### Text to read:

* * *

Chief of Staff of the IRA
- In office 11 November 1957 – October 1958
- Preceded by: Tony Magan
- Succeeded by: John Joe McGirl
- In office Late May 1959 – June 1960
- Preceded by: Ruairí Ó Brádaigh
- Succeeded by: Ruairí Ó Brádaigh

Personal details
- Born: 29 August 1922 Dublin, Ireland
- Died: 9 March 2011 (aged 88) Washington, D.C., United States
- Occupation: Journalist

Military service
- Branch/service: Defence Forces Irish Republican Army (1922–1969)
- Battles/wars: Operation Harvest

= Seán Cronin =

Irish journalist and IRA chief of staff

Seán Cronin (29 August 1922 – 9 March 2011) was a journalist and former Irish Army officer and twice Irish Republican Army chief of staff.

== Biography ==
Cronin was born in Dublin but spent his childhood years in Ballinskelligs, in the County Kerry Gaeltacht.

* * *

### Records provided:
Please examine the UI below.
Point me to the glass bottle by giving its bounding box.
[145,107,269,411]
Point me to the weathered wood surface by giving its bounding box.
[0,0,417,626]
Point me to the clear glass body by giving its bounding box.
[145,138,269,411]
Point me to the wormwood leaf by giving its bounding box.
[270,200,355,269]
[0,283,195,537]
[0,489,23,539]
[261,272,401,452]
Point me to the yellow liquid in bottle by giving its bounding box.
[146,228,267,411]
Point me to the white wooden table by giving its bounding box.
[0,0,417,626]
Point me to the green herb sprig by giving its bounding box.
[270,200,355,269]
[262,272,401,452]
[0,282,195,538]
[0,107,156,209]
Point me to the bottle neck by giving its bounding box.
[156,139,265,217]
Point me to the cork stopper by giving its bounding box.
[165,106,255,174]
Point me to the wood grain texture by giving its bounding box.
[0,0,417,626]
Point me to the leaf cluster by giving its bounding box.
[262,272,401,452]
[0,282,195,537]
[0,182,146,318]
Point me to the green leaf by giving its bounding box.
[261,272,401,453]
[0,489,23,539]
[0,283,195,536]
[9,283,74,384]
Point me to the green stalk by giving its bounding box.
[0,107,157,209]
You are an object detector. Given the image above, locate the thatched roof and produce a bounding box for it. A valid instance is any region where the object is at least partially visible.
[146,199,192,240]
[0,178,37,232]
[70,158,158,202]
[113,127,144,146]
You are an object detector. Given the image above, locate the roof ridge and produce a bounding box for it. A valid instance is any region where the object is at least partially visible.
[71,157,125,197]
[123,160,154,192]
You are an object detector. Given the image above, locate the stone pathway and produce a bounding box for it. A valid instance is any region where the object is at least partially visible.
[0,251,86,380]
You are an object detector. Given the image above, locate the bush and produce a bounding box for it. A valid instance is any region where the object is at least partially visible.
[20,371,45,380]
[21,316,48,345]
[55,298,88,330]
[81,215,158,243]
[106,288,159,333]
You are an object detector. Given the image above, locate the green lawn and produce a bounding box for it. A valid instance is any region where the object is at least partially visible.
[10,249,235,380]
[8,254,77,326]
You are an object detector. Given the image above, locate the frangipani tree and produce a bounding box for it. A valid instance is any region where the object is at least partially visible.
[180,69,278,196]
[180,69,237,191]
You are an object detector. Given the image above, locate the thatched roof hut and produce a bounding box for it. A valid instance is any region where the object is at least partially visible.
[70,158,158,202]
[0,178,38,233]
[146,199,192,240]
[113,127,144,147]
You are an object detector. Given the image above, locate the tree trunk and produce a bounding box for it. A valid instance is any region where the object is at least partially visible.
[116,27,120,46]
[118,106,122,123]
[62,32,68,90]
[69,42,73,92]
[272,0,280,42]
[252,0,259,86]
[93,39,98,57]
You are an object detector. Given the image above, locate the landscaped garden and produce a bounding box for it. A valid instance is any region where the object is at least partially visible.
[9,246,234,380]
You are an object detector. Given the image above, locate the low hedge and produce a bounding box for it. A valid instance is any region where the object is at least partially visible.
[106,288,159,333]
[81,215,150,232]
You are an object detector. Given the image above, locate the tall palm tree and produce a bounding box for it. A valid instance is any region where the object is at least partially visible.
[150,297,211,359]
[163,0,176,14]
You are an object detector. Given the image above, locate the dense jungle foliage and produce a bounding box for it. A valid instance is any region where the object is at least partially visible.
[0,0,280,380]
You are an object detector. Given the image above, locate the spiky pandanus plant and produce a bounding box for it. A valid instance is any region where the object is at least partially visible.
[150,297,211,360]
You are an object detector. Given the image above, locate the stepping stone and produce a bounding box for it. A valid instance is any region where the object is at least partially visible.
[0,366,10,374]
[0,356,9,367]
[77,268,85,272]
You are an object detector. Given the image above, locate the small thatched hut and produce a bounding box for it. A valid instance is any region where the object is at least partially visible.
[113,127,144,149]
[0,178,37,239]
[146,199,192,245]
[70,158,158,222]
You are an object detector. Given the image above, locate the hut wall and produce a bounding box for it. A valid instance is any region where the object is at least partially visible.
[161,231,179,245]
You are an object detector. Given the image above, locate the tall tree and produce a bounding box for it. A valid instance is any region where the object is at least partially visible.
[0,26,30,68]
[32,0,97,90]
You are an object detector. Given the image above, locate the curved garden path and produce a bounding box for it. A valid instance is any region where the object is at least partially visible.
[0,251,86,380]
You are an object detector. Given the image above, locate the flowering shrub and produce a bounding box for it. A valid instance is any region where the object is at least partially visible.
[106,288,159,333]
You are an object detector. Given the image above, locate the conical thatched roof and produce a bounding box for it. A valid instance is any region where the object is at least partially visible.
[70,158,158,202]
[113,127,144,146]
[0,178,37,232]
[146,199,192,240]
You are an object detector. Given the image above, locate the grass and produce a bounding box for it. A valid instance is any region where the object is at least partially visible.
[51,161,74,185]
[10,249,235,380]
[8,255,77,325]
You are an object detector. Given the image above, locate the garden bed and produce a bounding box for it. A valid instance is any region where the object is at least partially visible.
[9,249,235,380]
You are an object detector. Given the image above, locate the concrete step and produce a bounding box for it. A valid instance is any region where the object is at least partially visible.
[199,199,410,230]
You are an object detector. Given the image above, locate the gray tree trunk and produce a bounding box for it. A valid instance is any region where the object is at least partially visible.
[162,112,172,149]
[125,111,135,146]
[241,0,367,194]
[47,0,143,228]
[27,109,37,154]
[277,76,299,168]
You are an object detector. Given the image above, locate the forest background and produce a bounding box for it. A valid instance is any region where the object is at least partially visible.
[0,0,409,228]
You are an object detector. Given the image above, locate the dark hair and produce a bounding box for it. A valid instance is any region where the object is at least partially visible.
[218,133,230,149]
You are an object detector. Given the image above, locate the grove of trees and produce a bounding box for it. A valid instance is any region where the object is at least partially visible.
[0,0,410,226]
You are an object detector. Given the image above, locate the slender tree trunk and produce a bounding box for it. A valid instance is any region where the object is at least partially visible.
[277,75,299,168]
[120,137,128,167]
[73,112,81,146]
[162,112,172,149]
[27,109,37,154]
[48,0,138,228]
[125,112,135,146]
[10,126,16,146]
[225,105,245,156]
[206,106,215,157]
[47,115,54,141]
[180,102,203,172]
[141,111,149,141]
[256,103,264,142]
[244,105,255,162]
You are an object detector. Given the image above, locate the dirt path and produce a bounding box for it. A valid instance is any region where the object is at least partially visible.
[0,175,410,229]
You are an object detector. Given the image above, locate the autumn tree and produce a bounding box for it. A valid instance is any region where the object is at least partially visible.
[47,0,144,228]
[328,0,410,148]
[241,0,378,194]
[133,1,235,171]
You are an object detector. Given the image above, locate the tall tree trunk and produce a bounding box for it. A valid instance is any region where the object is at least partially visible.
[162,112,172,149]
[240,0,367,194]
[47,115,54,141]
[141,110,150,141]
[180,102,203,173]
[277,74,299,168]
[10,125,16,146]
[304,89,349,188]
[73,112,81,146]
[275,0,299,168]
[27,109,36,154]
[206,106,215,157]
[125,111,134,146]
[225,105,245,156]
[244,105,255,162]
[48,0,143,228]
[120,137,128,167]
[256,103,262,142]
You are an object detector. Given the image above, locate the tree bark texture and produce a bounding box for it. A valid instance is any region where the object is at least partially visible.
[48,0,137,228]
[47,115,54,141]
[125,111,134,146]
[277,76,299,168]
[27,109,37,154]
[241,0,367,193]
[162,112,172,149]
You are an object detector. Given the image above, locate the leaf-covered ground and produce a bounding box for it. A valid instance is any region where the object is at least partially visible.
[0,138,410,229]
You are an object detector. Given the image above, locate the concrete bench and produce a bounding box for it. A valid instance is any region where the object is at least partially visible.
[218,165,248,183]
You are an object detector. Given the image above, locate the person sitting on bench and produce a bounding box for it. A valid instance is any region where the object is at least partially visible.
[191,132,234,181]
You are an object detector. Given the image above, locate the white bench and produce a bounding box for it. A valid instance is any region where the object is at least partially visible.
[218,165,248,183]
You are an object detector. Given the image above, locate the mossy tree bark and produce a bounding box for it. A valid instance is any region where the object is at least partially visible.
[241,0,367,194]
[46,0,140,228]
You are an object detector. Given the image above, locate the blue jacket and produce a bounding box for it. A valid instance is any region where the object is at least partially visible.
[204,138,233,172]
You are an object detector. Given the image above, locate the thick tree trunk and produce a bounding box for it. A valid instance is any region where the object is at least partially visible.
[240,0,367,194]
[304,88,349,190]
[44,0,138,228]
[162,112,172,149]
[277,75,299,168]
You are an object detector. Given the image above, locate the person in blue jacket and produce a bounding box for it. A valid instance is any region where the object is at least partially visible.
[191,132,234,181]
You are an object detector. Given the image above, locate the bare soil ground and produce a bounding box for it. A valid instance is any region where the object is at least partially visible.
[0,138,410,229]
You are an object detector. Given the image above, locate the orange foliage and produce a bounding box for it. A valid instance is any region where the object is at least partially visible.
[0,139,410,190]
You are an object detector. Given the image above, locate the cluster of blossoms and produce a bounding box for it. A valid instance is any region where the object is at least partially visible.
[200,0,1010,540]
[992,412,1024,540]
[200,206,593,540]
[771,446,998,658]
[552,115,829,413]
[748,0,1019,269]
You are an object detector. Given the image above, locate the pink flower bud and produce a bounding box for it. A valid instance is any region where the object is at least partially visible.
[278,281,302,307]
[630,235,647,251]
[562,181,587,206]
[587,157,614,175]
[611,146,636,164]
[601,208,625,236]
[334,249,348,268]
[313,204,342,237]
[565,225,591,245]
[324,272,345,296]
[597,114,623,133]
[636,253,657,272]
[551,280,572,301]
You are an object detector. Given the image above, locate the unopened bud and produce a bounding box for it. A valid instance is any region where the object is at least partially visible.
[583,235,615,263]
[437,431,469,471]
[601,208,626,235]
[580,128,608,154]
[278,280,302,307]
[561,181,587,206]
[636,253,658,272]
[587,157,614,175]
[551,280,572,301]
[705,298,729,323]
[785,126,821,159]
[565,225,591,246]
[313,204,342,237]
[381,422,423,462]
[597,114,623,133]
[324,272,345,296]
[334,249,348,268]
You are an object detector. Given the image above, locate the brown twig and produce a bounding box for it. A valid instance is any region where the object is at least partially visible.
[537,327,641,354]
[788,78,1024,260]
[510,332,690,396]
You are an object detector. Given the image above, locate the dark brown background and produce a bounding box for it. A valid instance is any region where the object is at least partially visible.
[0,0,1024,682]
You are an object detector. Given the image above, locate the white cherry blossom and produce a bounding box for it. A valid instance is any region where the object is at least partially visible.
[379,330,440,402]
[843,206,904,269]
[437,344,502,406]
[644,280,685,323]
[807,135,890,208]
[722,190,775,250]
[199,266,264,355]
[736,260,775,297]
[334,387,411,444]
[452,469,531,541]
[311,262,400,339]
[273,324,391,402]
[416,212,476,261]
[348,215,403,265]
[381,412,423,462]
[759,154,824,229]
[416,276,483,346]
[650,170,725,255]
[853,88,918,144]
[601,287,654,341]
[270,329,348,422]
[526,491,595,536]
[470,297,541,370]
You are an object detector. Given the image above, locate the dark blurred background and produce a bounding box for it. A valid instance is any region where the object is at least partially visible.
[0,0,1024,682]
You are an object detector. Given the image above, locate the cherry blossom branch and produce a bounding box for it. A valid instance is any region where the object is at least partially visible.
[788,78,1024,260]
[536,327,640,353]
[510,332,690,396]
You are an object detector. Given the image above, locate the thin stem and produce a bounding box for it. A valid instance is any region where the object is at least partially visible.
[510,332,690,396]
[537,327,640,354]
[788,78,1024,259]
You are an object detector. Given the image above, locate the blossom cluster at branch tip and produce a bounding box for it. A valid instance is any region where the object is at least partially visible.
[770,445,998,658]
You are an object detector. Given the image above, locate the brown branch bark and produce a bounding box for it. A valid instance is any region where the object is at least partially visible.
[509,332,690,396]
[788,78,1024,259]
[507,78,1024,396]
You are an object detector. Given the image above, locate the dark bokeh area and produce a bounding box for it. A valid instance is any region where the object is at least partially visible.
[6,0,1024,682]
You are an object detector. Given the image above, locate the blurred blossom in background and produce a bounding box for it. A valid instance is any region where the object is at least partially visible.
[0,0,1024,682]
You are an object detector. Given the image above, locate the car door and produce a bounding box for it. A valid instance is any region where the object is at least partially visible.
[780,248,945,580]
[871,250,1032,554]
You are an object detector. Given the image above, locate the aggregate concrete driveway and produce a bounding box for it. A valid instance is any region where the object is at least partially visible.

* * *

### Directive 1:
Return the Seán Cronin article in full, exactly as it appears.
### Directive 2:
Resize the entries starting with the line that contains "locate the stone" and continuing through the line that contains "[93,39,98,57]", giving only those lines. Keep every request line unchanged, and multiply each bounding-box coordinate in the answers by 0.3, rounding to whole numbers with halves rounded up.
The Seán Cronin article and the entries are unrelated material.

### Correct response 1:
Chief of Staff of the IRA
- In office 11 November 1957 – October 1958
- Preceded by: Tony Magan
- Succeeded by: John Joe McGirl
- In office Late May 1959 – June 1960
- Preceded by: Ruairí Ó Brádaigh
- Succeeded by: Ruairí Ó Brádaigh

Personal details
- Born: 29 August 1922 Dublin, Ireland
- Died: 9 March 2011 (aged 88) Washington, D.C., United States
- Occupation: Journalist

Military service
- Branch/service: Defence Forces Irish Republican Army (1922–1969)
- Battles/wars: Operation Harvest

= Seán Cronin =

Irish journalist and IRA chief of staff

Seán Cronin (29 August 1922 – 9 March 2011) was a journalist and former Irish Army officer and twice Irish Republican Army chief of staff.

== Biography ==
Cronin was born in Dublin but spent his childhood years in Ballinskelligs, in the County Kerry Gaeltacht.

### Correct response 2:
You are an object detector. Given the image above, locate the stone pathway and produce a bounding box for it. A valid instance is any region where the object is at least partially visible.
[0,75,26,114]
You are an object detector. Given the image above, locate the bush and produce a bounding box for it. A valid instance is any region where the object is at least partially visible.
[6,111,14,114]
[6,95,14,104]
[17,89,26,99]
[24,65,47,73]
[32,86,48,100]
You are an object detector. Given the image above, locate the green lawn and produce a bounding box for it. A valid instance is any region where the object is at least partially visible.
[3,75,71,114]
[2,76,23,98]
You are an object detector. Given the image above, locate the frangipani tree and produce a bounding box for it. A valid instance is any region where the object is at least partially visible.
[54,21,83,59]
[54,21,71,57]
You are an object detector. Given the image above, locate the thatched roof hut and produce a bounding box for it. A valid instance is any region where the object is at least partially visible.
[21,47,47,61]
[0,53,11,70]
[44,60,58,72]
[34,38,43,44]
You are an object detector. Given the image above, locate the tree trunk and produce a bounding box for it. A valid instance is any region where the object is at least partially visible.
[35,8,36,14]
[35,32,37,37]
[19,10,20,27]
[21,13,22,28]
[82,0,84,13]
[76,0,78,26]
[28,12,29,17]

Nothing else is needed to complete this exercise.